### Provided records:
- - - - -

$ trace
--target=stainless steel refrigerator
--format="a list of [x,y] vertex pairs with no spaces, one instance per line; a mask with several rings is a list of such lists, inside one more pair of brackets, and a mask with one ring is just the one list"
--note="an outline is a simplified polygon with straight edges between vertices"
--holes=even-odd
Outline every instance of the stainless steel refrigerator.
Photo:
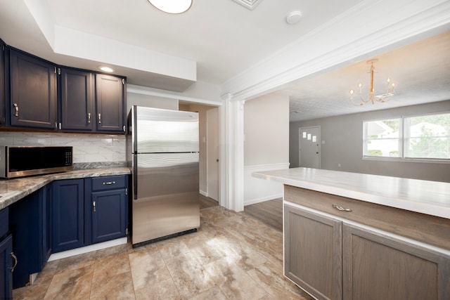
[[198,113],[134,105],[128,122],[133,247],[196,230]]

- - - - -

### What is expected:
Render the material above as a Markdown table with the columns "Row" and "Line," numbering each line and skipping blank lines. Leave the pictures out of the table.

### Exercise solution:
| Row | Line |
|---|---|
| 1 | $ trace |
| 2 | --target=stainless steel refrigerator |
| 3 | --format="a list of [x,y] vertex pairs with no spaces, one instance per line; a mask with several rings is a list of such lists, inside one more pair of brackets, and a mask with one ring is just the one list" |
| 4 | --note="an outline is a simplified polygon with straight edges between vertices" |
| 5 | --holes=even-odd |
| 6 | Outline every instance of the stainless steel refrigerator. |
| 7 | Photo: |
| 8 | [[198,113],[134,105],[128,122],[133,247],[196,230]] |